L’étrange capitulation des socialistes

Juin 9, 2013 | la lutte des classes

Dans son nouveau livre, Laurent Mauduit montre avec précision comment les électeurs de François Hollande et du Parti socialiste ont été trompés. Son interprétation de l’attitude des dirigeants de gauche mérite un débat que l’histoire tranchera.

Après les imposteurs de l’économie (1), voici les imposteurs de la politique. Un an après la victoire des socialistes, la liste de leurs reniements est aussi longue que consternante. Nous la connaissons par cœur mais il faut revivre chapitre après chapitre après chapitre l’histoire du reniement quasi-méthodique de toutes les promesses de campagne : enterrement de la réforme fiscale, abandon de Florange, vote du nouveau traité européen signé par Nicolas Sarkozy, alignement sur les thèses du patronat en matière de salaires et d’emploi, nomination à des postes-clés de représentants du capitalisme industriel et financier…

Il ne s’agit pas d’un pamphlet. Le livre de Laurent Mauduit (2), solidement documenté, est inscrit dans l’histoire de la gauche au 20ème siècle et s’inspire de Marc Bloch : L’étrange capitulation fait écho à L’étrange défaite que l’historien-combattant écrivit après Mai 1940 pour dire que l’armée française avait été battue par la faute de la caste militaire et parce que les élites étaient entrées dans la voie du renoncement bien en avant l’offensive allemande. En 2012, nous dit Laurent Mauduit, les hollandistes ont mentalement capitulé pendant la bataille – François Hollande donnait déjà des gages à l’adversaire, par exemple sur l’austérité – et ils ont politiquement capitulé malgré leur victoire. Pourtant, cette victoire était écrasante puisqu’ils tiennent l’Elysée, Matignon, le Parlement, la plupart des régions et la majorité des départements !

• **Travail demandé**
Pouvez-vous poursuivre l'article sur la capitulation des socialistes à partir de sa dernière phrase ?

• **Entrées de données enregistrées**
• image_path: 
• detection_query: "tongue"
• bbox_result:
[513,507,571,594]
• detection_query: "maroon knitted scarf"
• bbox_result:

• **Réponse**
C’est là une bien étrange attitude : Léon Blum s’était battu avant de succomber, il avait fallu deux ans pour que Pierre Mauroy prenne résolument le sinistre tournant de la rigueur et Lionel Jospin avait reculé étape par étape avant de se faire éliminer au premier tour en 2002. Pourtant, il y avait eu en 1936 et en 1981 un formidable élan populaire… Pourtant, Lionel Jospin avait le désir de rompre avec la dérive ultralibérale des années Mitterrand…

Les rappels de Laurent Mauduit sont très utiles, mais entachés d’une vieille passion antigaulliste. Ainsi, le général de Gaulle, appelé par René Coty à former un gouvernement qui fut régulièrement investi, aurait effectué en 1958 un coup d’Etat ? Ainsi, la République gaullienne, issue d’un référendum et consultant régulièrement le peuple, serait antidémocratique ? Laurent Mauduit dénonce la « monarchie républicaine » sans prendre en considération ce que les nouvelles institutions ont effectivement rendu possible après 1958 et en oubliant de dénoncer les effets désastreux de la réduction du mandat présidentiel.  La rétrospective politique s’en trouve faussée. Quant à l’analyse économique, elle laisse à désirer : Laurent Mauduit souligne à juste titre les effets désastreux des privatisations et de la financiarisation de l’économie mais il ne met pas en évidence le basculement qui s’est opéré lors du passage à l’euro sous l’égide de Jacques Chirac et de Lionel Jospin. C’est autour de l’an 2000 que les dirigeants de la droite et de la gauche se constituent en une oligarchie qui défend, avec des nuances destinées à satisfaire les électeurs du PS et du RPR, la même absence d’alternative économique et financière : l’euro n’est pas seulement la monnaie de l’Allemagne social-démocrate et chrétienne-démocrate : c’est aussi la monnaie de la classe dominante, celle qui permet de maintenir le peuple sous le carcan.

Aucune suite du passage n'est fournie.